Format the part of the rows that opens with the line containing "wooden deck edge" and closes with the line containing "x=399, y=272", both included, as a Markdown table with columns headed Number and Line, one line per table row and blank lines omitted.

§ **Named object pointing entries**
###
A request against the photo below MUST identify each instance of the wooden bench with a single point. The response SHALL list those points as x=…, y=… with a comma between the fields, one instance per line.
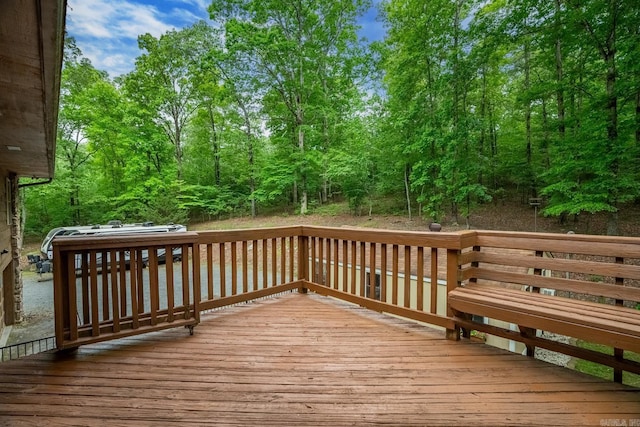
x=590, y=290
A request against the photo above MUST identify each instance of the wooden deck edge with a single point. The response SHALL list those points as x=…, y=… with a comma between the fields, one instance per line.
x=381, y=307
x=568, y=349
x=248, y=296
x=66, y=345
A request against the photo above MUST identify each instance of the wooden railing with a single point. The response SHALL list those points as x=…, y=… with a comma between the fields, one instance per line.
x=242, y=265
x=404, y=273
x=111, y=287
x=399, y=272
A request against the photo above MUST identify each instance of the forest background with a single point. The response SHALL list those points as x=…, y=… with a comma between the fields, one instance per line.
x=277, y=106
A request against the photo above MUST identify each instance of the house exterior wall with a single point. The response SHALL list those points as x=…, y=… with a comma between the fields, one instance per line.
x=10, y=244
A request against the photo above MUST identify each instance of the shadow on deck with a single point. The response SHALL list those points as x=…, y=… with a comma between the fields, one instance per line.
x=303, y=360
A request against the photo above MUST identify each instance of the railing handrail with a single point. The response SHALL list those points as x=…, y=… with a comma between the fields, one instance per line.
x=135, y=240
x=444, y=240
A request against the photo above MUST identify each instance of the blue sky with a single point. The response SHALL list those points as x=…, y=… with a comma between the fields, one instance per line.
x=107, y=30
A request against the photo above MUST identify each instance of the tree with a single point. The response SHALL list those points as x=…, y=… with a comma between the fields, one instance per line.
x=287, y=47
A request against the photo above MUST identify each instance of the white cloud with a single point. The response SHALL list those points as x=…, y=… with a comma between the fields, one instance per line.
x=107, y=30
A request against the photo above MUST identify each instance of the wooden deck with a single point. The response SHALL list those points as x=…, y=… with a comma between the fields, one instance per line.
x=303, y=360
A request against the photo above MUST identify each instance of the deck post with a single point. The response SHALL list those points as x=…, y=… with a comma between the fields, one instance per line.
x=303, y=261
x=60, y=295
x=453, y=281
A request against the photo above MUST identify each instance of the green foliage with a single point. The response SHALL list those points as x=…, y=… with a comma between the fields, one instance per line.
x=276, y=104
x=603, y=371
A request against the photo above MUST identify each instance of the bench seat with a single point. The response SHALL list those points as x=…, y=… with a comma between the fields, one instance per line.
x=607, y=324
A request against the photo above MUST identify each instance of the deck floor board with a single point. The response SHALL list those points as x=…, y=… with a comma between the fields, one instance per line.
x=303, y=360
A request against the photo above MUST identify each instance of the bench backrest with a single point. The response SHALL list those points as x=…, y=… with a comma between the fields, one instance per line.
x=602, y=267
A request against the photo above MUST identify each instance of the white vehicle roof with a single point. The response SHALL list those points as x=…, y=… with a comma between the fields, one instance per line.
x=105, y=230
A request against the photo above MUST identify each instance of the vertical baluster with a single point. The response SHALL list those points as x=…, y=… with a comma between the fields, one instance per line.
x=453, y=267
x=115, y=300
x=363, y=266
x=314, y=261
x=223, y=269
x=265, y=263
x=95, y=319
x=321, y=274
x=345, y=265
x=434, y=280
x=86, y=306
x=292, y=258
x=104, y=273
x=618, y=352
x=210, y=293
x=328, y=267
x=245, y=266
x=274, y=261
x=140, y=280
x=72, y=302
x=254, y=264
x=123, y=259
x=154, y=296
x=170, y=286
x=336, y=264
x=186, y=300
x=372, y=270
x=407, y=276
x=420, y=280
x=383, y=272
x=354, y=264
x=283, y=260
x=195, y=264
x=394, y=273
x=234, y=268
x=133, y=279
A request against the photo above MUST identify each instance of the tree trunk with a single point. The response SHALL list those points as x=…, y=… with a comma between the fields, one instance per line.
x=215, y=146
x=559, y=72
x=407, y=188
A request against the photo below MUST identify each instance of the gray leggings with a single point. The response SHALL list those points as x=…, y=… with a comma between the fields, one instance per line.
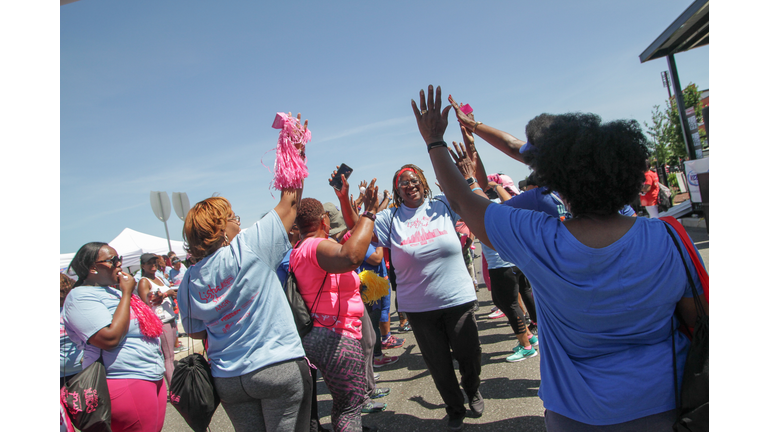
x=274, y=398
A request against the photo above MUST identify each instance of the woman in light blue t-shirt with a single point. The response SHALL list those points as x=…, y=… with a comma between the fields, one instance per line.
x=233, y=299
x=100, y=319
x=606, y=285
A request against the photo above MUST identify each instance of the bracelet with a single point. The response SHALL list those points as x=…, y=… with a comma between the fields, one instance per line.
x=436, y=144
###
§ **ANSWER TO THIS PROBLEM**
| Number | Line |
|---|---|
| 1 | A request against the photo above MUST identify each instance of the wooden deck edge with a single point. The response SHALL list those points as x=…, y=… with a comma between the fields, one instance per line. |
| 2 | x=381, y=307 |
| 3 | x=568, y=349 |
| 4 | x=248, y=296 |
| 5 | x=66, y=345 |
| 6 | A request against the photo above MUST identify each instance of the wooden railing with a single point. The response SHALL list those points as x=…, y=… with a comma between the fields, one instance per line. |
| 7 | x=242, y=265 |
| 8 | x=404, y=273 |
| 9 | x=111, y=287 |
| 10 | x=399, y=272 |